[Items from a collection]
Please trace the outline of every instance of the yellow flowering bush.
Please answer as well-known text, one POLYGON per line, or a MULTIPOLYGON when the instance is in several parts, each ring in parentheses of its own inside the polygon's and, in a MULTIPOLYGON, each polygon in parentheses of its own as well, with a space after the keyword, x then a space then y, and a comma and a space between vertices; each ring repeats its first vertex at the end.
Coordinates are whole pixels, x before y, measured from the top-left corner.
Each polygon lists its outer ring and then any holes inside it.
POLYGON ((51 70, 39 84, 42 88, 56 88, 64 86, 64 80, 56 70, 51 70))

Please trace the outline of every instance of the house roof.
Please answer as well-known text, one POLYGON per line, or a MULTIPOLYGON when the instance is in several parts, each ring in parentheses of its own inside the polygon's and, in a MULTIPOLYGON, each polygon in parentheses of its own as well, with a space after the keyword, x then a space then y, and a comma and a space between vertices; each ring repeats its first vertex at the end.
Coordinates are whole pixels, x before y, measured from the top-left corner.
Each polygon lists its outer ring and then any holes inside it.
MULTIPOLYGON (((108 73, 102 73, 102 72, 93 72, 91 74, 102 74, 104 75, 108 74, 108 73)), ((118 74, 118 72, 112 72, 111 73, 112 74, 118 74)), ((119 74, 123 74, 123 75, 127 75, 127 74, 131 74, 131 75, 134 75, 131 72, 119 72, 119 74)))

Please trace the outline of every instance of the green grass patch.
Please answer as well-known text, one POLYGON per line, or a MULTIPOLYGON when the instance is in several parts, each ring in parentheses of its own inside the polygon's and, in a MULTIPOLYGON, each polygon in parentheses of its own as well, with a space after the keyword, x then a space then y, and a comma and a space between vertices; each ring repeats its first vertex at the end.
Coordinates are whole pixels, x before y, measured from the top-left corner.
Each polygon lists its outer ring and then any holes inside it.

◆ **Task directions**
Convert every line of the items above into one numbered list, leaving out the blank lines.

◆ **Exercise result**
1. Please trace the outline of every instance of the yellow flowering bush.
2. Please answer as well-known text, one POLYGON per line, or a MULTIPOLYGON when the instance is in several parts, each ring in parentheses of its own inside the polygon's and, in a MULTIPOLYGON, each polygon in parentheses of its own as well, with a space after the keyword, x then a space then y, and a comma and a space between vertices; each ring repeats its first vertex at the end.
3. Coordinates are whole pixels, x before y, measured from the top-left corner.
4. Each polygon lists its outer ring and then any holes inside it.
5. POLYGON ((51 70, 39 84, 42 88, 56 88, 64 86, 64 80, 56 70, 51 70))
6. Please trace the outline of every instance of the house roof.
7. Please answer as well-known text, one POLYGON per line, or a MULTIPOLYGON when the instance is in several parts, each ring in parentheses of its own inside the polygon's and, in a MULTIPOLYGON, each polygon in parentheses of its own as well, with a space after the keyword, x then a space then y, and a comma and a space between vertices; each ring repeats its first vertex at the end.
8. Coordinates are whole pixels, x before y, measured from the top-left corner.
9. Each polygon lists its outer ring and then any holes inside it.
10. MULTIPOLYGON (((108 73, 102 73, 102 72, 93 72, 91 74, 102 74, 104 75, 108 74, 108 73)), ((118 74, 118 72, 112 72, 111 73, 112 74, 118 74)), ((119 74, 123 74, 123 75, 127 75, 127 74, 131 74, 131 75, 134 75, 131 72, 119 72, 119 74)))
11. Please trace the outline of every instance of the green grass patch.
12. Please answer as well-known text, one POLYGON per line, or a MULTIPOLYGON when the instance is in several parts, each ring in parentheses of its own inside the polygon's and, in a MULTIPOLYGON, each polygon in parentheses of its own as well, with a space after the keyword, x then a space then y, and a comma and a space between vertices; each ring repeats its first vertex at the end.
13. Coordinates are whole pixels, x before y, measured from the top-left corner.
14. Each polygon lists its outer ring and then any holes inside it.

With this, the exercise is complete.